__PASSAGE SHOWN__
— Begin —
General information
- Headquartered: New York

Current uniform
| Helmet Left arm / Body / Right arm Trousers Socks | Helmet Left arm / Body / Right arm Trousers Socks | Helmet Left arm / Body / Right arm Trousers Socks |

= Albany Metro Mallers =

American semi-professional football team

The Albany Metro Mallers were a semi-professional football team. The team has regularly appeared in national semipro playoffs and won the national semipro title in 2008, 2013, and 2016. Some of the team's players have gone on to play professional football.

The Mallers most recently played in the World Football Federation, a league based in the Northeast. The Mallers finished the 2017 season, which included a trip to Florida for the USFA Semi Pro National Championship Game, with a 12–2 record, but have not played any football since then.

==Team history==

===The Seaboard League: NFL castoffs trying to make it back===
After the team's first year in 1972, the Mallers moved into the Seaboard Football League in 1973, which had teams in New York, New Jersey, Pennsylvania and Maryland. They played their home games in Schenectady, New York, that year. Unlike most semipro leagues, which had only local players and did not pay their players, the Seaboard League teams brought in players from outside their areas, paid their players modestly and helped them find local jobs. League teams were able to attract numerous players who had been signed to NFL contracts, had been cut in the preseason, and were hoping to make the NFL eventually. More than ten of the Mallers had been in NFL camps. Later in the season, the team made an informal arrangement with the Montreal Alouettes of the Canadian Football League to develop players for the Alouettes who had been released by that team., Three of the players on the 1973 Mallers (Bill Ellenbogen, Don Aleksiewicz and Gary Weinlein) played professional football eventually, although none ever played for the Alouettes.

===Becoming amateurs===
The Seaboard Football League folded at the end of that season, and the team joined the Empire Football League, a league with teams primarily located in Upstate New York that prohibited paying their players. The Mallers moved to Albany that year. They finished second in the league in 1975 and 1976, and won the league championship in 1979.

In 1981, the team moved into the Eastern Football League, which had teams in Massachusetts and in New York State. The Mallers won the league championship, 12–9, on a 73-yard flea flicker touchdown pass thrown by wide receiver Mike DeCarlo that was deflected by a defender into the hands of wide receiver Davey Williams, who held on to it and then ran the remaining 50 yards into the end zone.

The Mallers also won the Eastern Football League championship in 1986, defeating the Marlboro Shamrocks, 23–14. The Metro Mallers returned to the Empire Football League in 1987, and finished second in the league that year. They won the league championship in 1989, and finished second in the league in 1990.
— End —
__RECORD SET__
— Begin —
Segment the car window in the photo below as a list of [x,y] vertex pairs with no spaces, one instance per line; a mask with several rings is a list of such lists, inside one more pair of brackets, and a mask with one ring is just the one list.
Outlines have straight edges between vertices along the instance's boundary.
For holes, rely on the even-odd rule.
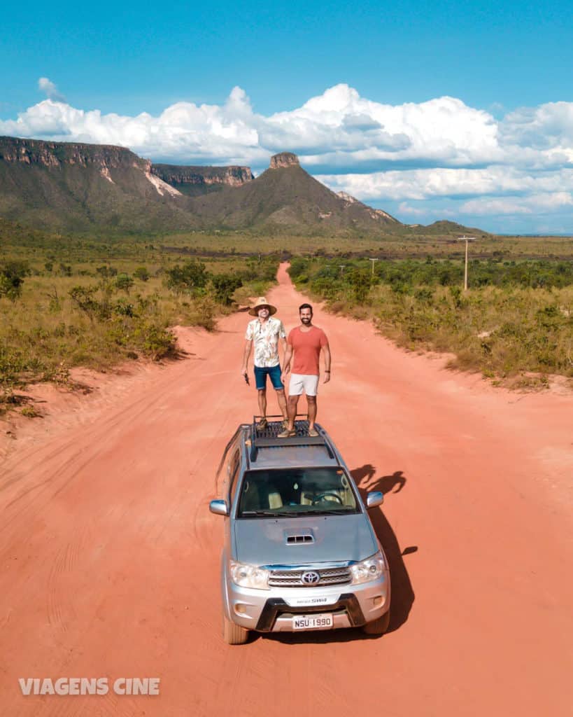
[[290,468],[247,471],[238,518],[265,515],[357,513],[350,481],[340,468]]

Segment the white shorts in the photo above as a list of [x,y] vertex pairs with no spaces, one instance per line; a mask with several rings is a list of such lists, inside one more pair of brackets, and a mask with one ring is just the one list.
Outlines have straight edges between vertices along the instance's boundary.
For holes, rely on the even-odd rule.
[[307,374],[291,374],[289,395],[300,396],[304,391],[307,396],[316,396],[318,378],[317,376],[309,376]]

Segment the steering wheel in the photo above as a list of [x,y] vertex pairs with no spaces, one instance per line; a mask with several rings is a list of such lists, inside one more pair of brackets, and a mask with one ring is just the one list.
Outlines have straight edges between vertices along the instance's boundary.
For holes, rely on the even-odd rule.
[[332,498],[334,498],[334,500],[338,501],[341,505],[344,505],[342,499],[340,495],[336,493],[321,493],[319,495],[315,495],[314,498],[312,498],[312,505],[316,505],[317,503],[322,503],[323,501],[332,500]]

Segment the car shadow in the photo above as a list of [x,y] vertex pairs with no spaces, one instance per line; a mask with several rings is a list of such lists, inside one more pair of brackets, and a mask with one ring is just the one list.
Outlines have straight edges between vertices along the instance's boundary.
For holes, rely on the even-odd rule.
[[[395,470],[390,475],[376,478],[376,469],[370,463],[355,468],[351,470],[350,473],[358,486],[365,503],[366,494],[370,490],[382,491],[387,500],[388,495],[399,493],[406,485],[405,476],[401,470]],[[374,531],[388,559],[392,598],[387,632],[393,632],[406,622],[414,603],[414,591],[403,556],[417,552],[418,546],[409,546],[403,551],[400,550],[398,538],[382,508],[371,508],[368,514]]]
[[[376,469],[371,464],[351,470],[350,473],[358,486],[365,503],[366,494],[370,490],[381,490],[385,496],[400,493],[406,485],[406,478],[401,470],[395,471],[391,475],[376,478]],[[390,602],[390,625],[387,632],[393,632],[406,622],[414,603],[414,591],[410,580],[403,556],[418,551],[417,546],[409,546],[400,551],[398,538],[381,508],[371,508],[368,511],[370,521],[378,540],[382,543],[388,559],[392,597]],[[263,632],[252,633],[251,640],[272,640],[285,645],[303,645],[313,643],[322,645],[329,642],[350,642],[357,640],[377,640],[382,635],[366,635],[360,627],[348,630],[313,630],[308,632]]]

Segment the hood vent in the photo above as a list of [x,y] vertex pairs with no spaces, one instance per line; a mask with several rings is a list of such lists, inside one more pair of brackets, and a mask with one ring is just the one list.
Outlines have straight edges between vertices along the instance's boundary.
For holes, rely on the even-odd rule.
[[314,536],[312,531],[307,531],[304,533],[284,533],[284,542],[286,545],[310,545],[314,542]]

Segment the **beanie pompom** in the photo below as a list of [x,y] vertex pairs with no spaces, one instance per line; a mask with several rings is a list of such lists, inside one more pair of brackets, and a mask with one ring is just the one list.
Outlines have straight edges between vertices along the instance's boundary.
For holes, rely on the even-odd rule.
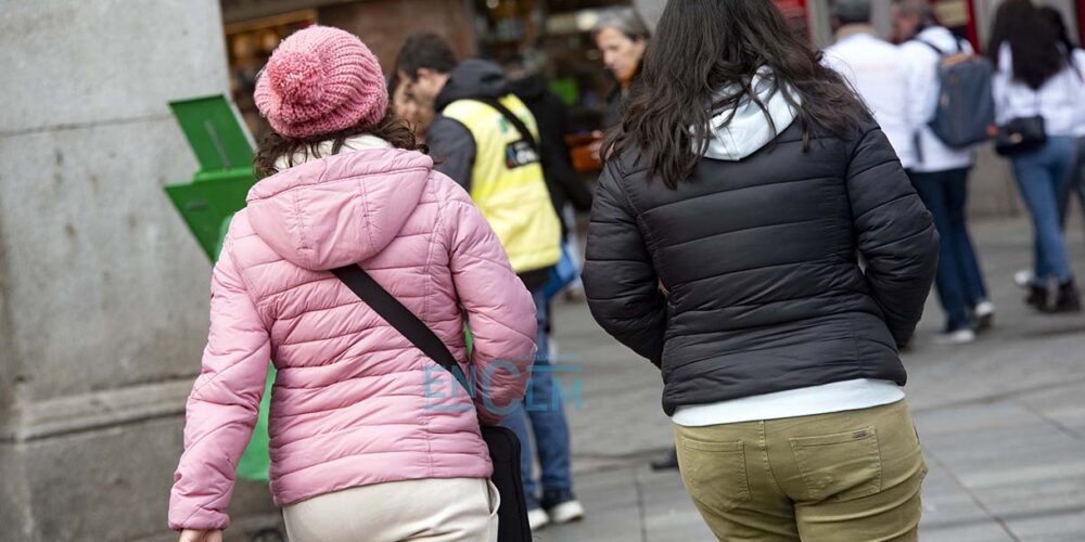
[[288,104],[312,104],[323,98],[323,70],[314,53],[282,51],[268,62],[267,77]]
[[279,43],[253,100],[280,134],[310,138],[380,121],[388,90],[380,63],[357,36],[317,25]]

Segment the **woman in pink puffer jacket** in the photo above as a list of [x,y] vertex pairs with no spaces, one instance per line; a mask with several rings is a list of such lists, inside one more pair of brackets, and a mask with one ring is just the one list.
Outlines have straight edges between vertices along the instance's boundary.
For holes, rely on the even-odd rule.
[[[294,34],[256,103],[276,131],[257,169],[275,175],[248,193],[215,266],[170,527],[182,541],[221,537],[271,359],[271,491],[292,541],[496,540],[480,423],[523,397],[531,296],[470,196],[387,113],[356,37]],[[471,397],[329,272],[352,263],[481,375]]]

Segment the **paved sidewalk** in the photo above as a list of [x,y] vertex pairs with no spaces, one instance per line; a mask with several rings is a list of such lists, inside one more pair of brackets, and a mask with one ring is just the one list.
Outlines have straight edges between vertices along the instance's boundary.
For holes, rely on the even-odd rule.
[[[973,234],[999,309],[995,328],[974,345],[933,345],[943,317],[932,296],[904,360],[931,468],[921,539],[1083,541],[1085,315],[1034,314],[1021,302],[1011,276],[1031,266],[1024,218],[979,222]],[[1076,221],[1069,243],[1075,269],[1085,273]],[[535,539],[713,540],[677,474],[647,467],[672,438],[659,373],[608,338],[584,305],[557,306],[554,318],[563,362],[583,366],[583,400],[569,405],[569,416],[576,491],[588,518]],[[571,376],[561,376],[566,389]]]

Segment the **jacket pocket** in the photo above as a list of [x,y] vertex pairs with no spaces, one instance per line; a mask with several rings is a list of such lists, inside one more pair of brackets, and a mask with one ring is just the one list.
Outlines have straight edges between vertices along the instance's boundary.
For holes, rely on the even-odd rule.
[[873,427],[789,442],[809,501],[844,502],[881,491],[881,452]]
[[700,505],[727,512],[750,501],[742,441],[704,442],[681,437],[679,472],[689,495]]

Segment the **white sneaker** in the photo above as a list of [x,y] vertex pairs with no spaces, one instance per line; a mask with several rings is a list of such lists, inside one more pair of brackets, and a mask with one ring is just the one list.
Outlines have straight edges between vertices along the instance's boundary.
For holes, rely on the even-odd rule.
[[550,525],[550,516],[542,508],[532,508],[527,511],[527,525],[531,526],[532,532],[535,532]]
[[939,345],[967,345],[973,341],[975,341],[975,332],[969,328],[943,333],[934,339],[934,343]]
[[979,331],[987,330],[995,323],[995,304],[980,301],[972,309],[972,314],[975,317],[975,328]]
[[565,501],[547,512],[550,515],[550,520],[558,525],[584,519],[584,506],[575,499]]
[[1029,271],[1027,269],[1022,269],[1021,271],[1013,273],[1013,284],[1017,284],[1019,288],[1029,289],[1029,286],[1032,286],[1033,279],[1034,276],[1032,271]]

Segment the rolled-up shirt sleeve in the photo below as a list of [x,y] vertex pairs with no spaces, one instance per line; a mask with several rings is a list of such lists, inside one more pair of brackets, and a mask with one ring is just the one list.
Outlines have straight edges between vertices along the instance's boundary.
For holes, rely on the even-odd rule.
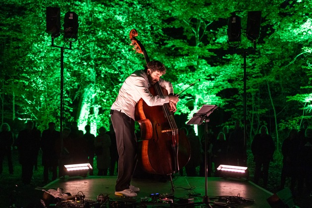
[[[173,93],[171,83],[162,79],[159,80],[159,83],[167,90],[168,94]],[[134,119],[135,105],[141,98],[149,106],[161,105],[169,103],[168,96],[153,96],[149,90],[150,86],[144,70],[135,71],[124,82],[111,108],[125,113]]]

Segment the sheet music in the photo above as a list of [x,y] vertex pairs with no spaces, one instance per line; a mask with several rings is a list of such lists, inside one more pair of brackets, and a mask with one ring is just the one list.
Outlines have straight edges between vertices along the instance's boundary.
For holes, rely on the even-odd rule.
[[204,104],[194,113],[193,117],[186,122],[187,125],[201,125],[206,117],[209,116],[217,106],[215,105]]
— End —
__THE TASKS__
a. In the passage on the Albany Metro Mallers, replace "semi-professional" with "semipro" and write out the text starting with "American semi-professional football" and going on through "play professional football.".
b. Copy the rows word for word, starting with the line with "Segment the sheet" and going on through the last line of the rows.

__ANSWERS FOR THIS EXERCISE__
a.
American semipro football team

The Albany Metro Mallers were a semipro football team. The team has regularly appeared in national semipro playoffs and won the national semipro title in 2008, 2013, and 2016. Some of the team's players have gone on to play professional football.

b.
Segment the sheet music in the photo above as a list of [x,y] vertex pairs with no spaces, one instance per line; a mask with several rings is a list of such lists, inside one more pair of brackets, and a mask with one ring is just the one list.
Outlines have straight edges between vertices along the instance's boundary.
For holes, rely on the even-odd rule.
[[204,104],[194,113],[193,117],[186,122],[187,125],[201,125],[206,117],[209,116],[217,106],[215,105]]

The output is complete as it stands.